# Due date wrong?



## MizTam (Feb 18, 2017)

This is Molly my Nubian/Boer mix doe. I know she is pregnant because I have felt the kid(s) moving. But as she gets closer to her due date I am thinking I might be off. I saw her being bred on Nov 20th which puts her at 150 days on the 19th of April. I had two does kid last month and I was able to tell that they were getting close weeks before they had their kids. I never saw her go back into heat, she has run with the boys until a couple of weeks ago I could have missed a second heat. This will be her second kid to my knowledge, she is around 4 years old. 
Based on her looks what does everyone think? This is my first time having pregnant does.







She came to us with a damaged udder, it milks but has never really dried up, she has been non milking for almost a year.


----------



## Suzanne_Tyler (Jul 19, 2014)

When did you remove the buck? If they were running together, there is really no way to know the due date unless your buck has a marking harness.


----------



## ksalvagno (Oct 6, 2009)

(Dataset items)
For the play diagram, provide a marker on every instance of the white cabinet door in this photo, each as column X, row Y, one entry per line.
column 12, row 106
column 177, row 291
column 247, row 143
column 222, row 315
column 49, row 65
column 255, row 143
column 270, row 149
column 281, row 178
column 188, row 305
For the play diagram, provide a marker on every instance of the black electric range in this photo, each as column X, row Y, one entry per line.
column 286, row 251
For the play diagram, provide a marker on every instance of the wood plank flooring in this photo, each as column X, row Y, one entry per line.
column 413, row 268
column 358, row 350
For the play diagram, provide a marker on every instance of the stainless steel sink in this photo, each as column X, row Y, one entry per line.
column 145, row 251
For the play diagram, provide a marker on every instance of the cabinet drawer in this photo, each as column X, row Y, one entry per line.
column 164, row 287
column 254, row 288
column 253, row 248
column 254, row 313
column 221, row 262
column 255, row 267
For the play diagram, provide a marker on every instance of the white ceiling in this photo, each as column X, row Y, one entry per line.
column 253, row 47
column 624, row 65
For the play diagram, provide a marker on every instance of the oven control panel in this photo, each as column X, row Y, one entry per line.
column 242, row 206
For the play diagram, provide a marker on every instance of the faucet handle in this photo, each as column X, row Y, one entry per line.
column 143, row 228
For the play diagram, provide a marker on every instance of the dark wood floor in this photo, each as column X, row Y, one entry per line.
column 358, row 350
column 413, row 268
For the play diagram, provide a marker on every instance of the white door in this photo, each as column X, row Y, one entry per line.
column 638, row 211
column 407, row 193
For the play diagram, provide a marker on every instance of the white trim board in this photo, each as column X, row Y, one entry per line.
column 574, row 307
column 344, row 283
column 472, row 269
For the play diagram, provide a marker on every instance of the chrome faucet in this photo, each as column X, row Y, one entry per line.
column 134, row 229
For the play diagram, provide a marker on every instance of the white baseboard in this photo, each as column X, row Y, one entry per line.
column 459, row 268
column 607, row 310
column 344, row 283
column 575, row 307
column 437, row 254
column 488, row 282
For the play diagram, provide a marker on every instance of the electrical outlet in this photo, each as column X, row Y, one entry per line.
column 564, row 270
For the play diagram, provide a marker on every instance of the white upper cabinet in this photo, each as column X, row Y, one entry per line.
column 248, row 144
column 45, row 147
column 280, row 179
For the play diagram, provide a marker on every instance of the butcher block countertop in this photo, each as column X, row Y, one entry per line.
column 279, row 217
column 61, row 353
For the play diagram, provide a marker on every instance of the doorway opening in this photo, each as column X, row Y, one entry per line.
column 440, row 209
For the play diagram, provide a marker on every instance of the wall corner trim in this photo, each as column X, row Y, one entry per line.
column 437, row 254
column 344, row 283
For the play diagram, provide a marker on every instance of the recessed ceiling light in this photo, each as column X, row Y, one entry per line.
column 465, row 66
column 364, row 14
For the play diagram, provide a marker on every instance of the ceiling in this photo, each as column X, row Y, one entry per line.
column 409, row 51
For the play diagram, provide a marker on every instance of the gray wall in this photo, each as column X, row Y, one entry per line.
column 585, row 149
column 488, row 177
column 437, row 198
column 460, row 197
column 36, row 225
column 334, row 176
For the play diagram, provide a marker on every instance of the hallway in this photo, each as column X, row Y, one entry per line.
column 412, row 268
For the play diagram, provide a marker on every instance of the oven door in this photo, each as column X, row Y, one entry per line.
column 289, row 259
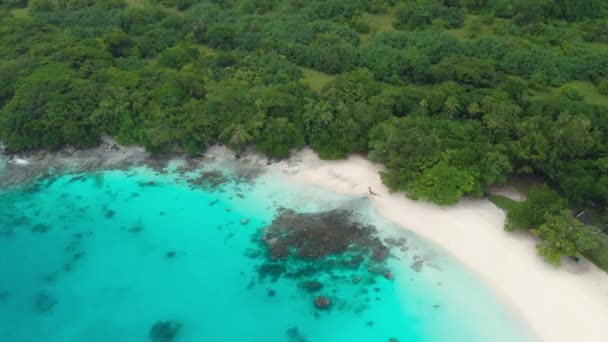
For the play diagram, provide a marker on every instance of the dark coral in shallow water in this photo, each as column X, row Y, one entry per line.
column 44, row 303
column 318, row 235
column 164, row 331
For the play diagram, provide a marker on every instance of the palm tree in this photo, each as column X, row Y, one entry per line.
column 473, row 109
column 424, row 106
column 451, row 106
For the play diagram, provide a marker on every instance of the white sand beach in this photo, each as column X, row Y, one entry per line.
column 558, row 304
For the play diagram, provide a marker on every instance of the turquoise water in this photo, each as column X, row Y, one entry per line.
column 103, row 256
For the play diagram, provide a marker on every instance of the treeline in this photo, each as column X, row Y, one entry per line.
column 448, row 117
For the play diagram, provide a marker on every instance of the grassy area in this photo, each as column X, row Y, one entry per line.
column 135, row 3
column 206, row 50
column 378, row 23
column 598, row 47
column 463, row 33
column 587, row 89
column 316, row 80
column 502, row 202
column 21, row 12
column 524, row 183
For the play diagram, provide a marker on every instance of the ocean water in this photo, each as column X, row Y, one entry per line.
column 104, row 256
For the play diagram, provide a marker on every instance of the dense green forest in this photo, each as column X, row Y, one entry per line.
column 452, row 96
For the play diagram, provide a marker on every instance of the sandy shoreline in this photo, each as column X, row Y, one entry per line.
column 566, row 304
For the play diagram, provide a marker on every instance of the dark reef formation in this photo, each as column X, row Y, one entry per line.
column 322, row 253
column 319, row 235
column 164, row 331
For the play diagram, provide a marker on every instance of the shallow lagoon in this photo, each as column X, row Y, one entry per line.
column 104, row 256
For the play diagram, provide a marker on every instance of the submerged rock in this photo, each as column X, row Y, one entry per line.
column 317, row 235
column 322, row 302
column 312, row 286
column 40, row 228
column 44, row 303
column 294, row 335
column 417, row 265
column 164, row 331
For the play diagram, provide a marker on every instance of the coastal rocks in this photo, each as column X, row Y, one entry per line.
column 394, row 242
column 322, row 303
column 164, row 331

§ **WHAT THIS EXERCISE ASKS**
1 – In the goat forum thread, on what date did the poster see the doe being bred?
2 – Echo part of the goat forum thread word for word, beginning at the words "## Suzanne_Tyler (Jul" and stopping after "(Oct 6, 2009)".
The records are separate material and have no connection to the goat forum thread.

§ **EXPECTED ANSWERS**
1 – November 20th.

2 –
## Suzanne_Tyler (Jul 19, 2014)

When did you remove the buck? If they were running together, there is really no way to know the due date unless your buck has a marking harness.


----------



## ksalvagno (Oct 6, 2009)